-------- Records for this task
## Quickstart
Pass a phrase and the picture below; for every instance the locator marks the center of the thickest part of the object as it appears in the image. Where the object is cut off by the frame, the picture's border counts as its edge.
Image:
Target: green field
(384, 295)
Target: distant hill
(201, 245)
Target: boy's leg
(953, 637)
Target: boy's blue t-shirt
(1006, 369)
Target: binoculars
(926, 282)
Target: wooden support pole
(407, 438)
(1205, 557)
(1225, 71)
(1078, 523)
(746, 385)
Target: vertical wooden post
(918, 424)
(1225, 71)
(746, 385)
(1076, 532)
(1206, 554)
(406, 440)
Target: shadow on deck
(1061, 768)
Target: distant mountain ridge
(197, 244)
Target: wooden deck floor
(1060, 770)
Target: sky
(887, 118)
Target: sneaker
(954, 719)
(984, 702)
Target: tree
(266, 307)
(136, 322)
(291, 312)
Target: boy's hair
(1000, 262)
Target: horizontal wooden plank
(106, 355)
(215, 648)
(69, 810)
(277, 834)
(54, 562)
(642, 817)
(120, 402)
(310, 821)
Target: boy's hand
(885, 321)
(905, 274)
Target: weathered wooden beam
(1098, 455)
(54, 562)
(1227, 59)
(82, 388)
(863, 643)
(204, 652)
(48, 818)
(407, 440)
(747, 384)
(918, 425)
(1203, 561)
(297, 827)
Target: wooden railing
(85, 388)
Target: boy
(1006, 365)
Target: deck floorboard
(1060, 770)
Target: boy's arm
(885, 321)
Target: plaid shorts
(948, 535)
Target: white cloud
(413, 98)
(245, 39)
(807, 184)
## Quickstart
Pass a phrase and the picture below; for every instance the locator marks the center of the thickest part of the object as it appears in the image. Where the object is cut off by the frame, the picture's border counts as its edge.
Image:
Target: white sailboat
----------------
:: Problem requirements ::
Every entry needs to be copied exactly as it was written.

:: Result of the exercise ::
## Quickstart
Pass a phrase and the picture below; for every instance the locator marks the center of the thickest part of the object as it appears in the image. Where the object is cut off by the frame, the picture's border counts as its edge.
Image:
Target: green field
(384, 295)
Target: distant hill
(201, 245)
Target: boy's leg
(953, 637)
Target: boy's blue t-shirt
(1006, 369)
Target: binoculars
(926, 282)
Target: wooden support pole
(407, 438)
(1205, 557)
(1225, 71)
(1078, 523)
(746, 385)
Target: vertical wooden post
(918, 424)
(1225, 71)
(746, 385)
(1076, 532)
(1206, 554)
(406, 440)
Target: shadow on deck
(1061, 768)
Target: distant mountain ridge
(197, 244)
Target: wooden deck floor
(1060, 770)
Target: sky
(887, 118)
Target: sneaker
(954, 719)
(984, 702)
Target: tree
(266, 307)
(136, 322)
(291, 312)
Target: boy's hair
(1000, 262)
Target: horizontal wooden plank
(106, 355)
(215, 648)
(69, 810)
(277, 834)
(54, 562)
(642, 817)
(120, 402)
(310, 821)
Target: boy's hand
(885, 321)
(905, 274)
Target: weathered wooden beam
(1098, 455)
(54, 562)
(1227, 59)
(82, 388)
(863, 643)
(204, 652)
(48, 818)
(407, 440)
(747, 384)
(918, 425)
(1203, 561)
(297, 827)
Target: wooden railing
(85, 388)
Target: boy
(1006, 365)
Target: deck floorboard
(1060, 770)
Target: boy's arm
(885, 321)
Target: plaid shorts
(948, 535)
Target: white cloud
(413, 98)
(245, 39)
(807, 184)
## Quickstart
Pass a phrase and the picture below; for every instance the locator marks the center of the thickest part of the object as it appears in the image. Where the object is cut off by the frame, the picture's border counts as its edge.
Image:
Target: white sailboat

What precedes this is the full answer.